_Task item_
Report how many lines of the material below contain the string "airplane". The reply is that number and no more.

_Records for the task_
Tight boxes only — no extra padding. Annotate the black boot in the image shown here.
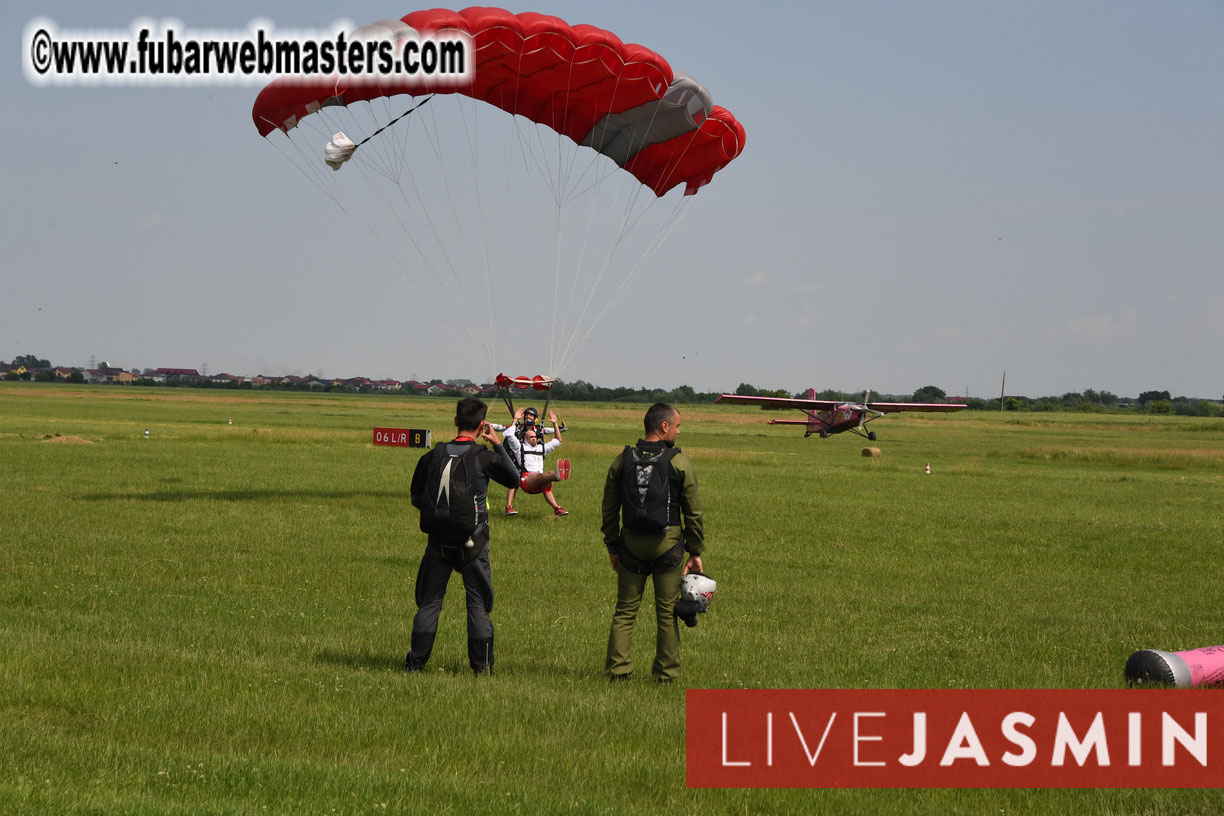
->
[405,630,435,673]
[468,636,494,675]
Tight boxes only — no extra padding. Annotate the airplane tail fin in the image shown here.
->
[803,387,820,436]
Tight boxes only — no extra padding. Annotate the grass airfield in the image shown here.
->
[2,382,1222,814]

* * *

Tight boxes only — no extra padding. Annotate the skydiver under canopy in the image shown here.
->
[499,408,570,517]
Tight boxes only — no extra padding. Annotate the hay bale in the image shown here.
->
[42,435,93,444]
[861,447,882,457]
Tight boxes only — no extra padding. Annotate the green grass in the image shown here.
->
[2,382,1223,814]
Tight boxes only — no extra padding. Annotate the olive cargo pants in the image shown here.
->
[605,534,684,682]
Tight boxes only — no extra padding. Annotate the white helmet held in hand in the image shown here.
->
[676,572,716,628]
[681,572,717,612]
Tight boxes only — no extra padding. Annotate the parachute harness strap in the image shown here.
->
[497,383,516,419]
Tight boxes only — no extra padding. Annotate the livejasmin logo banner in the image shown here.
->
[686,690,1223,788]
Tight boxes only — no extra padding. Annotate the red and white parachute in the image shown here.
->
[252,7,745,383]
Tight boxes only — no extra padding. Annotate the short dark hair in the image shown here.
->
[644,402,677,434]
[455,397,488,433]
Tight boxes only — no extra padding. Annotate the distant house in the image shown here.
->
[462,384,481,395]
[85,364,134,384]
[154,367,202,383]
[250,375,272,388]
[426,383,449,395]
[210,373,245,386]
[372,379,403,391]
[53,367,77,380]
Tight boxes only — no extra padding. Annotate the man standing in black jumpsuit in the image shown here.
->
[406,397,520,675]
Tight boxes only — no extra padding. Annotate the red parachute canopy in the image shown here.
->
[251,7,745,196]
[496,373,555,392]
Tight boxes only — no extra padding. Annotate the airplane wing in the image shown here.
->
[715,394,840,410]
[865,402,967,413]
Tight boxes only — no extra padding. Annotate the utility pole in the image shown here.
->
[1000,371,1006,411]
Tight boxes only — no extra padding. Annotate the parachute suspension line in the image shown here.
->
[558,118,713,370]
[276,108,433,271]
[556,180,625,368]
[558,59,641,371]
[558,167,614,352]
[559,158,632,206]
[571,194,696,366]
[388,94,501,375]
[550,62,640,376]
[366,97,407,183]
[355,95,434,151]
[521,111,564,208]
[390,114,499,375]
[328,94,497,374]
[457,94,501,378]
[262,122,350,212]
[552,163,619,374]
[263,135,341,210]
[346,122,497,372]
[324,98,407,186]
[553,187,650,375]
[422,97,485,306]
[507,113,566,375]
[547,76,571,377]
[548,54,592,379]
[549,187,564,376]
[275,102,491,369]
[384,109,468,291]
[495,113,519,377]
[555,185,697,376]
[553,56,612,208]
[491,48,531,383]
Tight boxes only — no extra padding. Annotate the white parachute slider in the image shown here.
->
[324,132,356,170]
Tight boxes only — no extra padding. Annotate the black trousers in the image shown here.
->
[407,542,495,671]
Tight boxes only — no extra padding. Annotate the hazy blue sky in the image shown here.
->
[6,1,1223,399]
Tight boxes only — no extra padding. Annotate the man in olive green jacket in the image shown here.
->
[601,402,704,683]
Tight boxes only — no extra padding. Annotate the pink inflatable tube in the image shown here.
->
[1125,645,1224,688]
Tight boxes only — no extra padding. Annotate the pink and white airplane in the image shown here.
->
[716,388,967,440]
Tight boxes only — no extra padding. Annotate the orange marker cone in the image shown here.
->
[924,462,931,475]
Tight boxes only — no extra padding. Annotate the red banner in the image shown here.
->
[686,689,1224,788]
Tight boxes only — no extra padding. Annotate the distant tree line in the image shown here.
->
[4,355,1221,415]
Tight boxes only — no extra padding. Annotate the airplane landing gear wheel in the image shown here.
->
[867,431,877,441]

==

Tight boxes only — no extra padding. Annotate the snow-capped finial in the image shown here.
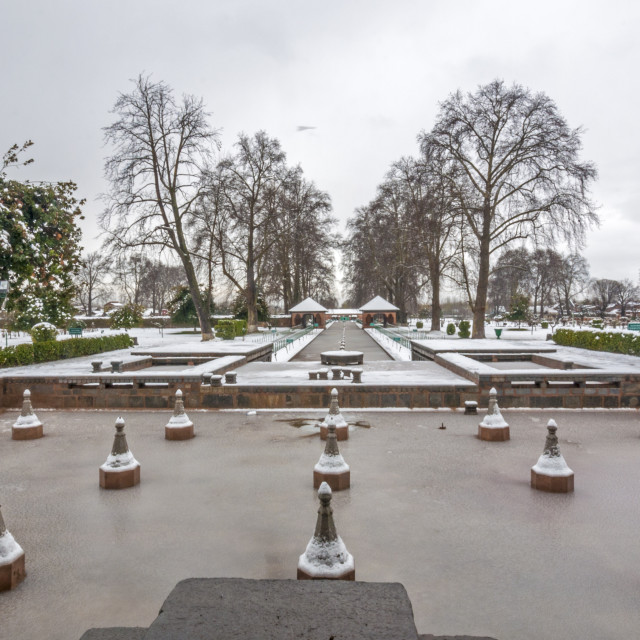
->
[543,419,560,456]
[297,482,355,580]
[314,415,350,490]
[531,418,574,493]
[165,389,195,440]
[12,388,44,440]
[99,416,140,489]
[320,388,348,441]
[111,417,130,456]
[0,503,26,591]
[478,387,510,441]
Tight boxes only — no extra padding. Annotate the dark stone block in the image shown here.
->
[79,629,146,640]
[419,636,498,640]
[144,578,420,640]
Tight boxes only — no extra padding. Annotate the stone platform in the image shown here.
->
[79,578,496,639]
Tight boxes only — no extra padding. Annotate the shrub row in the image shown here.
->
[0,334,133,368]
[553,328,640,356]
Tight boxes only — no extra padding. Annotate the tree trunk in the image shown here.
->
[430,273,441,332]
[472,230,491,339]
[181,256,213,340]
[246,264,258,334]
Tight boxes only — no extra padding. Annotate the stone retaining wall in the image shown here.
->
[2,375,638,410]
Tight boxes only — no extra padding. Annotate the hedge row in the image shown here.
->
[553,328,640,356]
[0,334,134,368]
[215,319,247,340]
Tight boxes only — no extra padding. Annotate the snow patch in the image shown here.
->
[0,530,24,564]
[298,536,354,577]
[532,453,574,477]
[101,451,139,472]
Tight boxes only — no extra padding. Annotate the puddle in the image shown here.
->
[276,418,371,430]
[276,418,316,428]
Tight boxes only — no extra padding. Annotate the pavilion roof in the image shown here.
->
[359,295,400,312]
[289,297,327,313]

_Written answer_
4